Dataset entries |
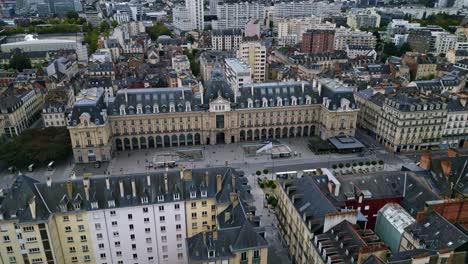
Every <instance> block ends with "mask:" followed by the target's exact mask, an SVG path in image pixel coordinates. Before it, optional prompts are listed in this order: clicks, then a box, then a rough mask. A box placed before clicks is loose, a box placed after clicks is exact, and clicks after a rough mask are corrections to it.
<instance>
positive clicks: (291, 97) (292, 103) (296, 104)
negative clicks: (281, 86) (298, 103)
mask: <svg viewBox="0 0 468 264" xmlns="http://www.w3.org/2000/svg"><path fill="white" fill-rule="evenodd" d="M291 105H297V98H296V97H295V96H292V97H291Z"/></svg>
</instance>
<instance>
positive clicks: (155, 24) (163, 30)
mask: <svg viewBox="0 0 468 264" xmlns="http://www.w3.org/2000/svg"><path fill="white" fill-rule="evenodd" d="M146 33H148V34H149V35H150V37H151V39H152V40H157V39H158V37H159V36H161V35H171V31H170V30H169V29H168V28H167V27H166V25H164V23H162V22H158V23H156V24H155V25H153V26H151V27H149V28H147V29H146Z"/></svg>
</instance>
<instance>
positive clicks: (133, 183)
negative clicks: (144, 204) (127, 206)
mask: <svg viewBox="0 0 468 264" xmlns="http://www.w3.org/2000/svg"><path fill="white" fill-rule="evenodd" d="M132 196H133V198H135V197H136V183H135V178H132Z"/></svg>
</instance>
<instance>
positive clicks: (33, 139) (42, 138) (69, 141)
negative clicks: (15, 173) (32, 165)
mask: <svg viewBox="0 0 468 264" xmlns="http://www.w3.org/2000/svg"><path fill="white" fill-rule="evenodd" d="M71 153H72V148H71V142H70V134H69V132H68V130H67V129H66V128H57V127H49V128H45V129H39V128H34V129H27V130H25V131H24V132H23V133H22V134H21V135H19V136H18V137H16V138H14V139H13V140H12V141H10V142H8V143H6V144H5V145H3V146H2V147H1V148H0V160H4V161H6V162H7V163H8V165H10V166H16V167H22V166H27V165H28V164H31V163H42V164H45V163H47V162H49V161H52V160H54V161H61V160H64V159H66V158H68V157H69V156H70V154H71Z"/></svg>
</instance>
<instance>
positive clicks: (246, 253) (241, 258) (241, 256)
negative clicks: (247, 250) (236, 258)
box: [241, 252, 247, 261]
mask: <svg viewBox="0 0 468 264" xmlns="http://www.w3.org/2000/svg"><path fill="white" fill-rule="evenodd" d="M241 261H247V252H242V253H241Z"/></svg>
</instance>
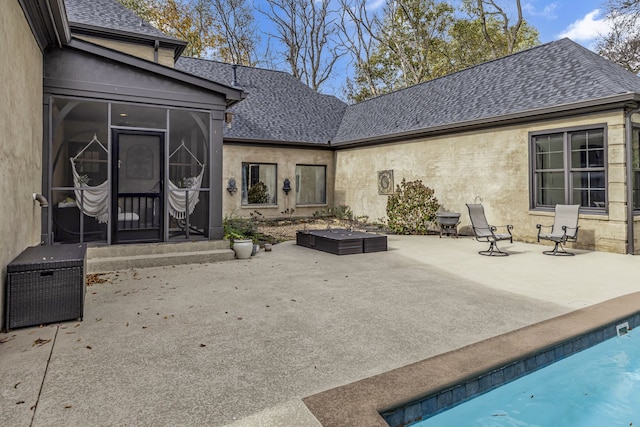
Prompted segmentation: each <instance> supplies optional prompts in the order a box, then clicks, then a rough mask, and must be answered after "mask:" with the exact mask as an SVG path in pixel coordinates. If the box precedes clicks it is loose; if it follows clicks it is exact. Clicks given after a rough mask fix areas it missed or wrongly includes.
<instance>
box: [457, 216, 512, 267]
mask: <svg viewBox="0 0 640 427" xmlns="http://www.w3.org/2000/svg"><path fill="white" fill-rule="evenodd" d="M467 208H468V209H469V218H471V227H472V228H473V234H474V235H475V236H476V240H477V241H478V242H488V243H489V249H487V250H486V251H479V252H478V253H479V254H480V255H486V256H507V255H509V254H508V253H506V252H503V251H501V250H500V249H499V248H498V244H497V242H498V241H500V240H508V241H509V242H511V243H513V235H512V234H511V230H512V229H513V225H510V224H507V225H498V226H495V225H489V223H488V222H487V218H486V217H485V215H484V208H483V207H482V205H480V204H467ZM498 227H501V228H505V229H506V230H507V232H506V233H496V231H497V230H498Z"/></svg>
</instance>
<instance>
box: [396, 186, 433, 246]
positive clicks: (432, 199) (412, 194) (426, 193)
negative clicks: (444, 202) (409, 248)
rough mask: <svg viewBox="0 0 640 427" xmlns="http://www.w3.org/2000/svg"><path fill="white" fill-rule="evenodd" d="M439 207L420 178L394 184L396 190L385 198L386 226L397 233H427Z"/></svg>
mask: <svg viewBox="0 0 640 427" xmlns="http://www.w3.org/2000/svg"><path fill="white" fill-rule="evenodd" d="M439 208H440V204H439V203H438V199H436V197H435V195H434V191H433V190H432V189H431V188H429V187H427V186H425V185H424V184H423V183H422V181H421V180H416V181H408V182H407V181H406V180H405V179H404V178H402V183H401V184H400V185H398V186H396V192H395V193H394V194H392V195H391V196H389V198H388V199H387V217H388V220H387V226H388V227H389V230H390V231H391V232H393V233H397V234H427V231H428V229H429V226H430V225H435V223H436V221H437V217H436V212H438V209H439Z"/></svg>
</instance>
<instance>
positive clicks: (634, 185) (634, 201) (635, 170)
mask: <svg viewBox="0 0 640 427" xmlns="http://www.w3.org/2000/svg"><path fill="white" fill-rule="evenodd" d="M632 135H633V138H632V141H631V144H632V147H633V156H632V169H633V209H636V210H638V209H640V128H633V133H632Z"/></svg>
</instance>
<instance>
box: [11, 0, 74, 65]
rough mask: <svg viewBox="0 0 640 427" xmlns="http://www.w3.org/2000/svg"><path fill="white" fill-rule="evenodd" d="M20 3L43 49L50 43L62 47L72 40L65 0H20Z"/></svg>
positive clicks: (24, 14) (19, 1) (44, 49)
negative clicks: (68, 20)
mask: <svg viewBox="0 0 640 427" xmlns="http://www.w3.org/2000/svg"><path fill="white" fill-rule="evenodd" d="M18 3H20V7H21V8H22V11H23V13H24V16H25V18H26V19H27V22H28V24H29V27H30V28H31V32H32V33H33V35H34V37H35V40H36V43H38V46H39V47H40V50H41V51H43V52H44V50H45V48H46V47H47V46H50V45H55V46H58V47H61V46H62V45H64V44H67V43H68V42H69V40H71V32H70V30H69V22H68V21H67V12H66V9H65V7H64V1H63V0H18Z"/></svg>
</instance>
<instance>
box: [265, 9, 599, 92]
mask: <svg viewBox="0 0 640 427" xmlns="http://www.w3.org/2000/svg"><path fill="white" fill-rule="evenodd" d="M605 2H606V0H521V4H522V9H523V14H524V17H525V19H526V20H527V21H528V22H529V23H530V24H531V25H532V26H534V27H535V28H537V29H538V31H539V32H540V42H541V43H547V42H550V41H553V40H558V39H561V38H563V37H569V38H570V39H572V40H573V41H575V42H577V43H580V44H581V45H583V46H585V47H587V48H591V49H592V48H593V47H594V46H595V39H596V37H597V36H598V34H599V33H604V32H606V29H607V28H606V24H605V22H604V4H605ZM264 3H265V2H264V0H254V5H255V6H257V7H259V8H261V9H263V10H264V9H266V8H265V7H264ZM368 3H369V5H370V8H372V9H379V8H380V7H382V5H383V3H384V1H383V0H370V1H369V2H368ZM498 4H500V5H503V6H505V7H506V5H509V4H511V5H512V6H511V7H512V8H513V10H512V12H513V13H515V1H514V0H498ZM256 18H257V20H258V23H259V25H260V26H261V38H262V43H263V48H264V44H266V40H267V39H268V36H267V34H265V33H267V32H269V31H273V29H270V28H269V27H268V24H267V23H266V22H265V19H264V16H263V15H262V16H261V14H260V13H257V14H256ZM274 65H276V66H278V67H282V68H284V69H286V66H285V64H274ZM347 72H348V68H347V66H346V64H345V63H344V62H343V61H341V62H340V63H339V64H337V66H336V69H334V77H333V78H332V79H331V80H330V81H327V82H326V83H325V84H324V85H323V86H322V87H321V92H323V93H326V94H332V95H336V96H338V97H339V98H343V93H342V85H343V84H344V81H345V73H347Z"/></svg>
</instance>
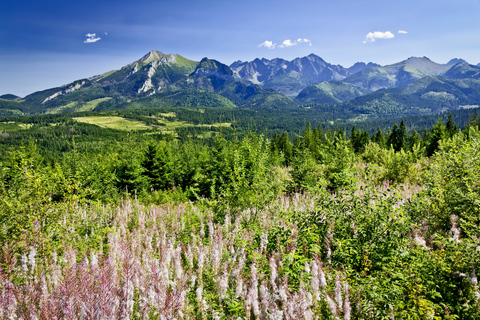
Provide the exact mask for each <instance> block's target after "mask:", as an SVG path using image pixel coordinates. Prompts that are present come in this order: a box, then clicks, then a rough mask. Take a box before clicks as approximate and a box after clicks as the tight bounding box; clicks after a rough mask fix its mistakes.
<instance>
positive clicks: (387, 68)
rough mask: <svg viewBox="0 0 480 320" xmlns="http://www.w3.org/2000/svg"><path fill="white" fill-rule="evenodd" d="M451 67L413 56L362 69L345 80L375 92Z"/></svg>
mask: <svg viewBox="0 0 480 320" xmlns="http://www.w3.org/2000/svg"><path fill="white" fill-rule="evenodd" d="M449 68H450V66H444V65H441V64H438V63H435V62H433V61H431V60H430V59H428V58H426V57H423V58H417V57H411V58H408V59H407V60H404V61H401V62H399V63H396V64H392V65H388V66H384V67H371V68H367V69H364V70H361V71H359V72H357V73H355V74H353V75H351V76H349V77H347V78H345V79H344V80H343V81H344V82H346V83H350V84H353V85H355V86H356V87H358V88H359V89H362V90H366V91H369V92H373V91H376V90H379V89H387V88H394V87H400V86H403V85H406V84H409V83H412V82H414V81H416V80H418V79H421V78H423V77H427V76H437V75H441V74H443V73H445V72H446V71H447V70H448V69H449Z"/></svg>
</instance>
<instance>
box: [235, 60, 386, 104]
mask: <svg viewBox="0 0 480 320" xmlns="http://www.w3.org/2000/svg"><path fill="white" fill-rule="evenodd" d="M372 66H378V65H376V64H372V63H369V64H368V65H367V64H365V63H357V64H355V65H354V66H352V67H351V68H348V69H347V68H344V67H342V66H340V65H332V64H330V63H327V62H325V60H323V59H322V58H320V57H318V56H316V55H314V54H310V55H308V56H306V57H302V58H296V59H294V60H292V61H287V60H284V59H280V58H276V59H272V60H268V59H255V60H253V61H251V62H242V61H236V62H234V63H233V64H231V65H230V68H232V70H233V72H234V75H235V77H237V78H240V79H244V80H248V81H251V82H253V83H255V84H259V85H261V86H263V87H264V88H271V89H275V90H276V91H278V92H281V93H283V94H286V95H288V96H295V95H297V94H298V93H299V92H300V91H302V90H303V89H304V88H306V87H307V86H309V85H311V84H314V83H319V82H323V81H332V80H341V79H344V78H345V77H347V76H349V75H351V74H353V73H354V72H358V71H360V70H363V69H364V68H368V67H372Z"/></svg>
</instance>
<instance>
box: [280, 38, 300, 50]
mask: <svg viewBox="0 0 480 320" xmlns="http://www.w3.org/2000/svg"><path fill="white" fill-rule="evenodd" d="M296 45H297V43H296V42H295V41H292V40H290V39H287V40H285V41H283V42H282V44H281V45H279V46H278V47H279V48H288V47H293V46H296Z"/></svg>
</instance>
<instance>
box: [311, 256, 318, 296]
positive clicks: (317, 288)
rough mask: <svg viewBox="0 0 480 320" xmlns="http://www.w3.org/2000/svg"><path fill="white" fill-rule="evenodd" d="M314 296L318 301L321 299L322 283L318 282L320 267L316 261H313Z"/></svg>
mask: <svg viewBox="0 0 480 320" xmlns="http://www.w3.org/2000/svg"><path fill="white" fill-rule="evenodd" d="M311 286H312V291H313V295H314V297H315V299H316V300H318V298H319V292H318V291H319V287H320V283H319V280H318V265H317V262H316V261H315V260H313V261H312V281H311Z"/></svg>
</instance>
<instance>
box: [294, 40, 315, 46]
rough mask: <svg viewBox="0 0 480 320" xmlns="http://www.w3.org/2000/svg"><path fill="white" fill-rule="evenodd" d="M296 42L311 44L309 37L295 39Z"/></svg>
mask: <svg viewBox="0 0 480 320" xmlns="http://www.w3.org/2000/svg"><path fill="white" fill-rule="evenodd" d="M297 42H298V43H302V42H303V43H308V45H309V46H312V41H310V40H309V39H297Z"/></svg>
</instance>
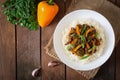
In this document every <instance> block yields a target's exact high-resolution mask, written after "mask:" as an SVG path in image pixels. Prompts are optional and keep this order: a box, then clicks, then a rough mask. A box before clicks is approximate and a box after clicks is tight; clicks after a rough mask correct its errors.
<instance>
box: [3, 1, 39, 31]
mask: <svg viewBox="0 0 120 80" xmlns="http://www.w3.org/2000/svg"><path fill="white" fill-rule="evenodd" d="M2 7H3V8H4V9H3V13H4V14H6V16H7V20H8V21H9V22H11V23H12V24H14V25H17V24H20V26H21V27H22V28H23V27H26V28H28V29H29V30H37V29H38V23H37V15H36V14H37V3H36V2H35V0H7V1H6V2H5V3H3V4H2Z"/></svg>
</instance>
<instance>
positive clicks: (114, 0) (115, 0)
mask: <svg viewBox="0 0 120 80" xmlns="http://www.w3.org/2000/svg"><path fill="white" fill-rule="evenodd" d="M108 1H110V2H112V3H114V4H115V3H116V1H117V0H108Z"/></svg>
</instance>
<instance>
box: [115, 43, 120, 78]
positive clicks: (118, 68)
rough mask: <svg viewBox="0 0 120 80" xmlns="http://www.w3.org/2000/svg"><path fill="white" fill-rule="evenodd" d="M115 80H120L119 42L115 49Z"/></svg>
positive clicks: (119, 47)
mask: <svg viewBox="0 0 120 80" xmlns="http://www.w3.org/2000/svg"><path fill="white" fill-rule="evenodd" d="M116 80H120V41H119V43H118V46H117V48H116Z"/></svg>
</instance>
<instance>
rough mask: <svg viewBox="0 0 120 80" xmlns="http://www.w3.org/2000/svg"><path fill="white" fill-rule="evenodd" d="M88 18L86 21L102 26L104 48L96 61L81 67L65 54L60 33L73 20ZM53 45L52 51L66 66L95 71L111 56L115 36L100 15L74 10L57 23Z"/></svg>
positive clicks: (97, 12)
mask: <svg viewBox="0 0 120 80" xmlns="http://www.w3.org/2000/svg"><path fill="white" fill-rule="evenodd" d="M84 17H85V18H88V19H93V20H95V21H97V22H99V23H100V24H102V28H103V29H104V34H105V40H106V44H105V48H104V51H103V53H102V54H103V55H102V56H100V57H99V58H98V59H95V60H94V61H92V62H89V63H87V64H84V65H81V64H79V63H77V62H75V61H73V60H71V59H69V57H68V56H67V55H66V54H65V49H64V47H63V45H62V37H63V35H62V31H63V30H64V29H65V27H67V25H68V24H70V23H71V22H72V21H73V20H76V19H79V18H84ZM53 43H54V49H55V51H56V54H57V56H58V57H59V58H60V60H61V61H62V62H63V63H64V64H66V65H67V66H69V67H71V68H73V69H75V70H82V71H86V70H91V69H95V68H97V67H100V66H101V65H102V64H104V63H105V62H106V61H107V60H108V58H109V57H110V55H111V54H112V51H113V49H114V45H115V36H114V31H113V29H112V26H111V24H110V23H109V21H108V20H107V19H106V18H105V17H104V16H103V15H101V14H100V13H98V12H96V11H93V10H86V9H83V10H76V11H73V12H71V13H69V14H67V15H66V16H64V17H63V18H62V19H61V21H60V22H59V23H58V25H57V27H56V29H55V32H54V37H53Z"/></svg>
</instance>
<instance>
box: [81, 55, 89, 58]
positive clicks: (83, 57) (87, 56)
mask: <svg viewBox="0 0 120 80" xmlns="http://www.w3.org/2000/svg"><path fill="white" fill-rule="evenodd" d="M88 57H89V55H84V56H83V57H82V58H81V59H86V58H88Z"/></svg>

YOUR ASSIGNMENT |
Count the lines in the rows above that contain the word "each". Reply with the number alone.

EXPECTED ANSWER |
2